Pick out each line in the items below that contains the word "person" and copy those lines.

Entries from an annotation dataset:
§

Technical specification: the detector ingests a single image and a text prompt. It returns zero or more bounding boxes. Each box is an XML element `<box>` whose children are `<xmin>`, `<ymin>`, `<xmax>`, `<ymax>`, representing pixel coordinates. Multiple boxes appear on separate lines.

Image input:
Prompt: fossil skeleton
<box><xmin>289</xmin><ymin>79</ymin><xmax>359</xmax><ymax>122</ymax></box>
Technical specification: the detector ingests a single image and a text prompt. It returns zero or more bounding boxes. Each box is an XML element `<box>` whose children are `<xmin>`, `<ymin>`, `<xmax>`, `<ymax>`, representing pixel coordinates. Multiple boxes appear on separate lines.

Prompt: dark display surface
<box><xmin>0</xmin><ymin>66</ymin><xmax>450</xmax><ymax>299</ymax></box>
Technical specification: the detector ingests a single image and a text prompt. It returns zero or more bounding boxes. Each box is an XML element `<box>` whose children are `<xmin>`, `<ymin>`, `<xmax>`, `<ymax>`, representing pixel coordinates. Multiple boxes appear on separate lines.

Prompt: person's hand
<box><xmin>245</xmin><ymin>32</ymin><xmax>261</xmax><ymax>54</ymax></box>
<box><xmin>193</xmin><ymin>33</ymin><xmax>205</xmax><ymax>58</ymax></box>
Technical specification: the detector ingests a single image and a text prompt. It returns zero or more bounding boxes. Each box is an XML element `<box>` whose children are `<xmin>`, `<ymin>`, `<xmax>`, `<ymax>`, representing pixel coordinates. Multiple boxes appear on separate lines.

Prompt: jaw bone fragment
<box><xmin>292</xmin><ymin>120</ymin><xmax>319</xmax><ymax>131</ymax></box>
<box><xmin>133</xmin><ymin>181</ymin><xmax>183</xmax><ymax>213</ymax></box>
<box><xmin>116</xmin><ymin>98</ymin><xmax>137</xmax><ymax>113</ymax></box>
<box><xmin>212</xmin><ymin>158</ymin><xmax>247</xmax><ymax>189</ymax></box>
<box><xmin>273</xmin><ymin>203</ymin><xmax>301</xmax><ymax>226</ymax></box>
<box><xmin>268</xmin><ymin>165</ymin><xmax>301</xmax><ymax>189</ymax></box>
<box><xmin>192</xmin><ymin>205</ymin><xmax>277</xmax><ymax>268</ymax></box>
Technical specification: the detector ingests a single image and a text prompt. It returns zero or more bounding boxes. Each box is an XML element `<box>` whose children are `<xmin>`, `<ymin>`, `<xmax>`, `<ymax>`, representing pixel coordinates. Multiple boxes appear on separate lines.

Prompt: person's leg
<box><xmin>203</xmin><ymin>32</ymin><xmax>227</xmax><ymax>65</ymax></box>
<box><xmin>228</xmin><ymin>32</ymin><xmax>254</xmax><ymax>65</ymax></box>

§

WRITTEN REPLY:
Prompt: person's hand
Prompt: person's leg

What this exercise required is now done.